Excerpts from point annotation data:
※ ※ ※

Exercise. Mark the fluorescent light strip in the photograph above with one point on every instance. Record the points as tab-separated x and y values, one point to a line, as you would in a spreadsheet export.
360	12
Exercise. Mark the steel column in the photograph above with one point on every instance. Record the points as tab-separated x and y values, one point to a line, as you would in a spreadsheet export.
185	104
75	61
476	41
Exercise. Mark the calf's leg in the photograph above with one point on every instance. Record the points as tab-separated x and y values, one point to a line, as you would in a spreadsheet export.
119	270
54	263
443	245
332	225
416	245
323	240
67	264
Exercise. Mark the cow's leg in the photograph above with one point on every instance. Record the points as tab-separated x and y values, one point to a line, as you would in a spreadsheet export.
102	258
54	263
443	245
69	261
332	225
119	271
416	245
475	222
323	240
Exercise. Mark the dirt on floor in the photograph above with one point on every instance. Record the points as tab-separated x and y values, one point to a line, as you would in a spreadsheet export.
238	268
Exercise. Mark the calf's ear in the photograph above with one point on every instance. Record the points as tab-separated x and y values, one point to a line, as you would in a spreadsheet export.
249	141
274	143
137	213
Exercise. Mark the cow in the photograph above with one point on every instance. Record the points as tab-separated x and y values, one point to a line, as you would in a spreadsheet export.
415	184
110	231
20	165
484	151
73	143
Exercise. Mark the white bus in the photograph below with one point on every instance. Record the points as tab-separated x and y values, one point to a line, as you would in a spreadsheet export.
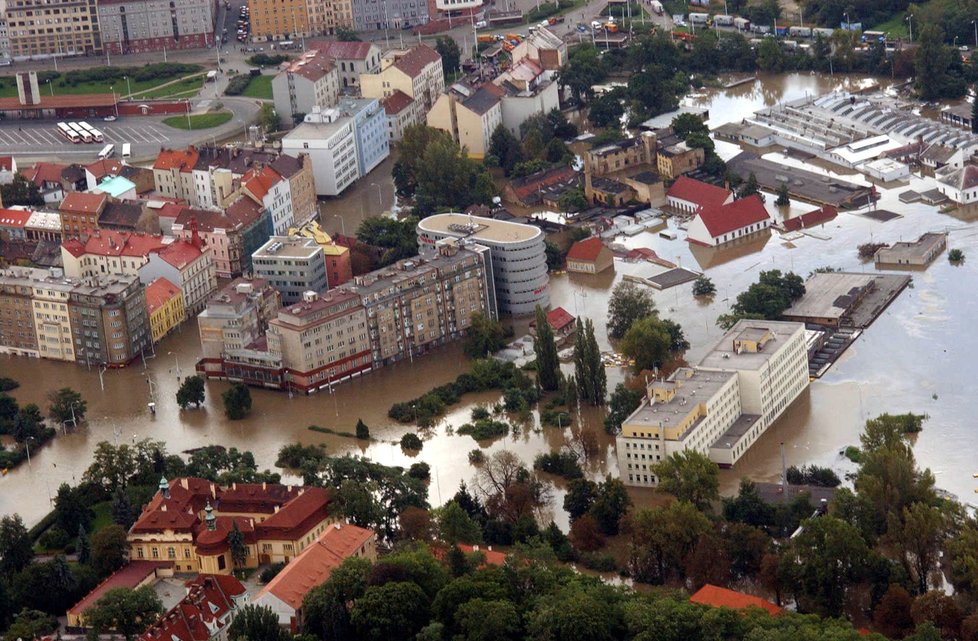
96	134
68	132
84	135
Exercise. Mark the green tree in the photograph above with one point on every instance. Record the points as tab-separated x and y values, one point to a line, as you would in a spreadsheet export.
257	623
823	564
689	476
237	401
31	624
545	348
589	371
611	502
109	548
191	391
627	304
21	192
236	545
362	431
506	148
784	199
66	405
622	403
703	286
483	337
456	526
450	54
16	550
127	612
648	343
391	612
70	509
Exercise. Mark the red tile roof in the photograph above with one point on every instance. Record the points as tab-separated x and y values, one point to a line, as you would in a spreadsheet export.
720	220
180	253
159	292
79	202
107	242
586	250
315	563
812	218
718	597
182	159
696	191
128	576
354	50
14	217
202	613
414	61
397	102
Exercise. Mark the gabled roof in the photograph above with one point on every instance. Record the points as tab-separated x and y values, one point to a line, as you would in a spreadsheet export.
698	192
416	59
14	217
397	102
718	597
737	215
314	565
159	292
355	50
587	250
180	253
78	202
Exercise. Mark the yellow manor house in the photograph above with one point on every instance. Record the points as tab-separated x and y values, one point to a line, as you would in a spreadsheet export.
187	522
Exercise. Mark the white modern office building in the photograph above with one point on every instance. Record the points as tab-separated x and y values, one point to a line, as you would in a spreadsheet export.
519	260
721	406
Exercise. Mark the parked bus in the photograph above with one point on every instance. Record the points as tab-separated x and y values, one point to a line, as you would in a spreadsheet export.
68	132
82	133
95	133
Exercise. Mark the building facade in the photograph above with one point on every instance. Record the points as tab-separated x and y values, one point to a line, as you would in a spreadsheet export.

※ ※ ※

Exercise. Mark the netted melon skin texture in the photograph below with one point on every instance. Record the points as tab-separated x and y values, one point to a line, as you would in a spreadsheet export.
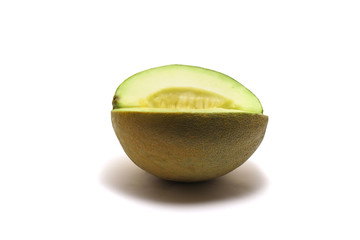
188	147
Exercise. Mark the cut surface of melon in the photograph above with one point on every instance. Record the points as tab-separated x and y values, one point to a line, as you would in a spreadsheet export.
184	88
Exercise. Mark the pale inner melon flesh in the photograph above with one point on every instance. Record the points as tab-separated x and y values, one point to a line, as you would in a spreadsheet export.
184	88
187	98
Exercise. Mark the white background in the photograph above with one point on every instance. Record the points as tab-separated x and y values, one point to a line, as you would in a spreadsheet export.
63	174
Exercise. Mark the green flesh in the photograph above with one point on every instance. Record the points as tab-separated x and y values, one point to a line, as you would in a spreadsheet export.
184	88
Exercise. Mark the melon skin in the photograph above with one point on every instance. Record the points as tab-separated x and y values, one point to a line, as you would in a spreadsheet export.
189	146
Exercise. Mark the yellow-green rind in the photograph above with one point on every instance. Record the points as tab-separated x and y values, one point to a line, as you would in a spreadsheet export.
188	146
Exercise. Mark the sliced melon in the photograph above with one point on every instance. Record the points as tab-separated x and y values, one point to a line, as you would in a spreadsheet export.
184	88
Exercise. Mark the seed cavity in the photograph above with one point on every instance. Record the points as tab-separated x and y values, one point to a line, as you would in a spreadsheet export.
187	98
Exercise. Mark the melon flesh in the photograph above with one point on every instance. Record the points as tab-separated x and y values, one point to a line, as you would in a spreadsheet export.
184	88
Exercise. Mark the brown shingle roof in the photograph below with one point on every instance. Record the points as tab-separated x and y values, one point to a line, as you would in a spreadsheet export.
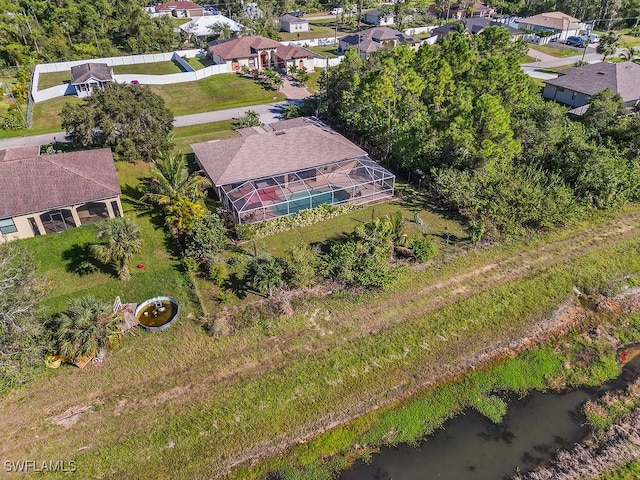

※ ※ ※

**Problem description**:
State how many lines of the records contain the string "building". Reply with the number alone.

**Exercise response**:
2